(Directions) An exact copy of every entry is needed here; the images stay out.
------------------------------
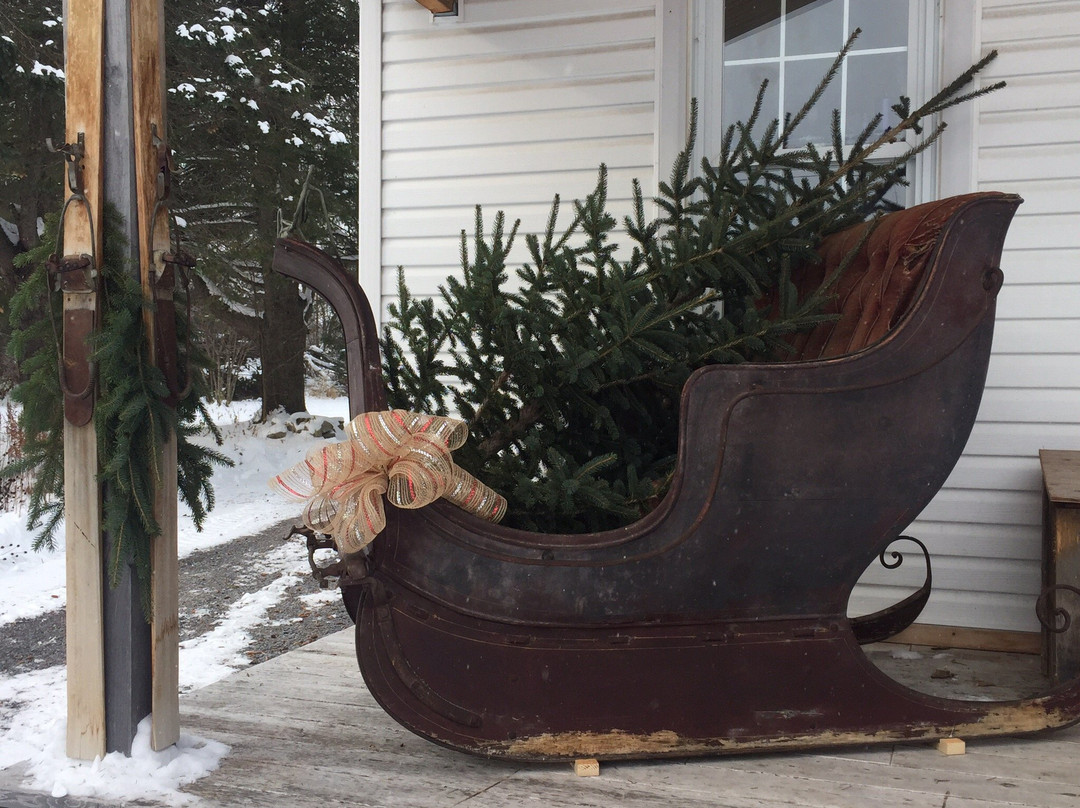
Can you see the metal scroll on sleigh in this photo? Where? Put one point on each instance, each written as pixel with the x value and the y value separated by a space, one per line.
pixel 717 623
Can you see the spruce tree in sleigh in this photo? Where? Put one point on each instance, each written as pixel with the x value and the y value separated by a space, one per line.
pixel 703 441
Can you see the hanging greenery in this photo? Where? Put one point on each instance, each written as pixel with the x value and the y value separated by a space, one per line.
pixel 131 417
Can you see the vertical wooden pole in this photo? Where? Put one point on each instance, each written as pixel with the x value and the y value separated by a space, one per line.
pixel 83 34
pixel 148 83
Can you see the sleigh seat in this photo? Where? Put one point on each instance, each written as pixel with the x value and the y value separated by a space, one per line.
pixel 718 622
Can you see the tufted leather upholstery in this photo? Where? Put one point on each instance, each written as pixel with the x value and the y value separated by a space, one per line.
pixel 881 282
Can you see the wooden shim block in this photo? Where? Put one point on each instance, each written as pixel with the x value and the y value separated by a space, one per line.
pixel 952 746
pixel 586 767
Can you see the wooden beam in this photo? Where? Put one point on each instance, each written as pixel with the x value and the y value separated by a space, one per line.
pixel 148 78
pixel 83 32
pixel 980 640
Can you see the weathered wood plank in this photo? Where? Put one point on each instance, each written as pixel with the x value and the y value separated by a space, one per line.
pixel 301 743
pixel 83 31
pixel 148 102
------------------------------
(Completed exercise)
Can you see the metal scroll on sleigh in this photo? Where? Put one point on each instance, each written as pixel with the x value and the y value separated by a space, one per line.
pixel 717 623
Can you see the spruce tree in sleigh in this photo? Where? Put one point on each instance, each written as pixel with the x value and the y value separated by a space, one per line.
pixel 703 441
Can you see the hanging greenery in this photo? Where? Put one point on each instance, each written as pixel with the x value and the y value separated by a space, one per line.
pixel 131 417
Can you see the vertical wooden pole in this photo? Where? Put one point on each instance, each written as pixel with the x value and the y value separated by a space, one per line.
pixel 83 34
pixel 148 83
Can you see the sleigh seat in this photo? Where? Put one point on each instance, each written as pixel with the x value and the y value separated by a space, one per line.
pixel 718 622
Can you see the tufted leather upholstery in this photo? Where? Put one point on each instance, each written as pixel with the x value and the y value separated by a space, one per line.
pixel 881 282
Can you see the wooden shim block in this photo? Where? Put one point on each instance, each written as pixel with the x value and the y value separated by a space, one per line.
pixel 952 746
pixel 586 767
Can you see the wooden beam in this photo? Where? Put one point on each instance, each written as pixel with the x value and the y value separated by a space, one per line.
pixel 148 78
pixel 83 32
pixel 980 640
Can you see the weathered wood plank in this photo? Where? Put one point on each instance, each written as pixel with the x value and the y value separated by a space, one per line.
pixel 301 743
pixel 83 31
pixel 148 102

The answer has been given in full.